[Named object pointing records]
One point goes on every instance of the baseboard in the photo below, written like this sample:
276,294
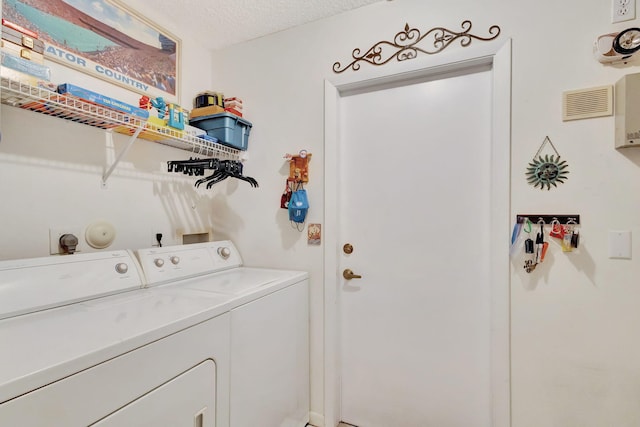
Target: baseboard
316,420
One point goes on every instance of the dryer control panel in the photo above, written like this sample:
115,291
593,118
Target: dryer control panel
168,263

WRITTEN PROBLEM:
Rewrite all the records above, swapping "instance" for "occurrence" and keeping everything else the same. Leave out the pictures.

WRITTEN SOLUTION:
One point goes on every occurrence of the baseboard in the photo below, written like this sample:
276,294
Target: baseboard
316,420
One point goes on every occurrence of the dryer control panel in the photo above, written like this sample:
115,291
593,118
Target: dryer control panel
168,263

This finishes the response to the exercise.